### Exercises to complete:
**1)** Reproduce the passage on energy policy between "The same winds" and "likely to do.", inclusive, swapping "wind farms" for "solar farms".
**2)** Resume the passage on energy policy after its last sentence, writing the next few sentences.

### Text to read:
The same winds blow across Victoria and South Australia, so existing wind farms in Victoria tend to generate at the same time. Not good for business.
Having buggered the energy market, the Coalition and Labor will return to their corners to fight over the carcass.
Meanwhile, each party can tell its remaining branch members what Bangladesh, a nation most prone to rising seas, is likely to do.
The mindset in Australia, the US and Europe, is to stop digging and burning coal to lower the emissions from coal. The Bangladesh priority, however, is that it needs not less coal, but more.
According to Copenhagen Consensus Centre economists Herath Gunatilake and David Roland-Holst, the benefits of increasing energy supply by importing coal are more than 24 times the cost, even when accounting for the cost of added greenhouse gas emissions.
The question is, assuming that climate hazards increase with time, what will be the best strategy for a poorly developed country like Bangladesh? The answer is that building resilience to climate change should be a top priority.
A developing country could spend its money trying to abate carbon dioxide emissions or it could invest in carbon-intensive energy, buy productive technologies and accumulate enough resources to tackle climate change successfully.

### Given information:
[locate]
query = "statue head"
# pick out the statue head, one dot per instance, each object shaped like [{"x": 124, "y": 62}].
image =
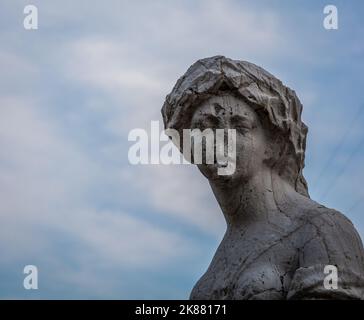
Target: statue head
[{"x": 220, "y": 93}]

### Answers for the tasks:
**1)**
The same winds blow across Victoria and South Australia, so existing solar farms in Victoria tend to generate at the same time. Not good for business.
Having buggered the energy market, the Coalition and Labor will return to their corners to fight over the carcass.
Meanwhile, each party can tell its remaining branch members what Bangladesh, a nation most prone to rising seas, is likely to do.

**2)**
The question for Bangladesh is how much it should spend on abatement and how much on adaptation. Should it build cyclone shelters or shift the population to higher ground? Should it build higher barriers to withstand rising waters or build a stronger economy to pay for them?
In a parallel Copenhagen exercise, Alexander and Elena Golub found that relocation of the population inland was the most efficient risk mitigation intervention. They recommended that over the next 20 years one million people now exposed to a high cyclone threat (and these occur regardless of climate change) should be relocated.
And what would help drive the climate change responses? Cheap energy: gas and coal. Among those in the world who take climate risks seriously, most will do what we have chosen not to: keep a healthy economy, and adapt.